▶ [À faire]:
Expliquez en une à trois phrases, s'il vous plaît, pourquoi l'extrait sur la guerre contre l'Irak va « au-delà des mobiles de guerre » qu'il cite.

━━━━━ Extrait source ━━━━━

Au-delà des mobiles de guerre contre l’Irak qui ont fait définitivement long feu : menace imminente, possession d’armes de destruction massive, liens avec le terrorisme, le prurit belliciste, guerrier et interventionniste des EU bénéficie de l’explication par une sorte de « coup de folie » de l’équipe dirigeante des Etats-Unis ou encore celle de la résurgence d’un fanatisme religieux néopuritain d’un autre âge. Malheureusement l’explication événementielle, comme le fait tératologique purement conjoncturel et aberrant, ne tiennent évidemment pas la route.

━━━━━ Données fournies ━━━━━

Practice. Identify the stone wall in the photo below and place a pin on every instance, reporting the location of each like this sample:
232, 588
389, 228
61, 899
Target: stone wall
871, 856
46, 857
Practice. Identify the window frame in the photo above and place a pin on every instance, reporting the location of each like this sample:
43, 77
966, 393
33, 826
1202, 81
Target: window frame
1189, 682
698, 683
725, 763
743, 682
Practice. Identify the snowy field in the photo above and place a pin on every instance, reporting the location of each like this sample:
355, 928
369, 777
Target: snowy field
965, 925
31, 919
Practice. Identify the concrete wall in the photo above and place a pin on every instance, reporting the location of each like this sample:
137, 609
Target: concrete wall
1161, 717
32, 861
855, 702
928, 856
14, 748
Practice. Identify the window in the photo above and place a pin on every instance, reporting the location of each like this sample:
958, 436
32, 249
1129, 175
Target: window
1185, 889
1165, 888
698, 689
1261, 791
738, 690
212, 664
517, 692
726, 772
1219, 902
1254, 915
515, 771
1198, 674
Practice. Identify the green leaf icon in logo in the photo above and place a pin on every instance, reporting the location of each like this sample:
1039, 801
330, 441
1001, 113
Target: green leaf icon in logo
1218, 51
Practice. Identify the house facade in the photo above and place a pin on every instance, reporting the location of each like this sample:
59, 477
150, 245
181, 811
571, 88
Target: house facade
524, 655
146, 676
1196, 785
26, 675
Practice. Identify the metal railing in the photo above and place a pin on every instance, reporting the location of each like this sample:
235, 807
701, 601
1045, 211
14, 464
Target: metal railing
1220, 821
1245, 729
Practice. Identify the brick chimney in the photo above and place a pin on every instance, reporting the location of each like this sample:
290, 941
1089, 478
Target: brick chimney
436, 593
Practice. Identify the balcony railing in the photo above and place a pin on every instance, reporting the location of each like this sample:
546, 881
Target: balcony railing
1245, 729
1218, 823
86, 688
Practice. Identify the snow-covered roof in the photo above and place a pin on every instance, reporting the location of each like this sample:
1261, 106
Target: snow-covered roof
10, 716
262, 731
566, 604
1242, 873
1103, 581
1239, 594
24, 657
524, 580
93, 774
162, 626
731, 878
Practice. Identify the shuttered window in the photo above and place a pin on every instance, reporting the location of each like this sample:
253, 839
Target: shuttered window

━━━━━

▶ [Réponse]:
L'extrait va au-delà de ces mobiles parce qu'ils « ont fait définitivement long feu ». Il s'agit de la menace imminente, de la possession d'armes de destruction massive et des liens avec le terrorisme.